_TEXT BLOCK_
────

This building is listed under the Planning (Listed Buildings and Conservation Areas) Act 1990 as amended for its special architectural or historic interest.

Name: Mill, attached house and former drying kiln

List entry Number: 1400079


Mill, attached house and former drying kiln, Hewish Mill Farm, Lower Hewish, West Crewkerne, South Somerset, TA18 8QX

The building may lie within the boundary of more than one authority.

County: Somerset

District: South Somerset

District Type: District Authority

Parish: West Crewkerne

National Park: Not applicable to this List entry.

Grade: II*

Date first listed: 23-May-2011

Date of most recent amendment: Not applicable to this List entry.

Asset Groupings

This list entry does not comprise part of an Asset Grouping. Asset Groupings are not part of the official record but are added later for information.

List entry Description

Summary of Building

Water-powered corn mill (disused), attached house and drying kiln. Dated 1793 with earlier origins and some minor C19 and C20 alterations.

────

_DATASET EXTRACT_
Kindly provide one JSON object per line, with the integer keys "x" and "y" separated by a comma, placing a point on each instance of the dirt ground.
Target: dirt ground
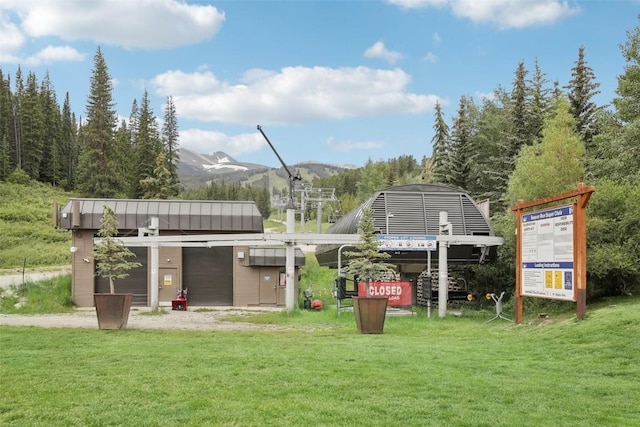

────

_WRITTEN TASKS_
[A] Could you retype the part of the Hewish Mill listing text that opens with the words containing "District: South Somerset" and closes with "amendment: Not applicable to this List entry."?
[B] How would the Hewish Mill listing text go on from its last sentence? Continue it.

_RESULTS FOR EACH TASK_
[A]
District: South Somerset

District Type: District Authority

Parish: West Crewkerne

National Park: Not applicable to this List entry.

Grade: II*

Date first listed: 23-May-2011

Date of most recent amendment: Not applicable to this List entry.

[B]
Reasons for Designation

The mill, attached house and former drying kiln at Hewish Mill Farm are designated at Grade II* for the following principal reasons:

Architectural: for the striking architectural treatment of the elevations of the mill, which are largely unaltered Intactness: despite the removal of the waterwheel, a good proportion of mill machinery survives including a Hurst frame, sets of mill stones and their timber housings, and intact grain bins which aid understanding of the operation of a small-scale water-driven corn mill Rarity: the associated grain-drying kiln is a significant rarity in a regional context Group Value: the buildings and the associated water management system form a cogent grouping


There has been watermill on this site in Hewish since at least the late C13, but the existing mill dates from the late C18. There are C16 and C17 references to a corn mill at Hewish. It was called Downham's mill in the mid-C17 and was again known as Hewish mill by 1730. A lease of 1737 describes a 'Newly built house and stable beside the mill, the use of an oat mill and drying house & payment of 1s'. In 1793 the mill was destroyed by fire but was rebuilt in the same year by Robert Hull of Dowlish Wake who assigned a lease to John Bartlett in 1795. A newspaper advertisement of 1829 refers to 'Hewish Mills Crewkerne, together with a dwelling house, bake hse, cottage and other necessary buildings'. By this date it would appear that the kiln which was described in 1737 as a 'drying house' was being used as a bake house.

The mill continued to operate until 1925 when the site became a farm and was re-named Hewish Mill Farm. The overshot waterwheel and ironwork were removed during the Second World War and the sluice was taken out in 1976.


Water-powered corn mill (disused), attached house and drying kiln. Dated 1793 with earlier origins and some minor C19 and C20 alterations.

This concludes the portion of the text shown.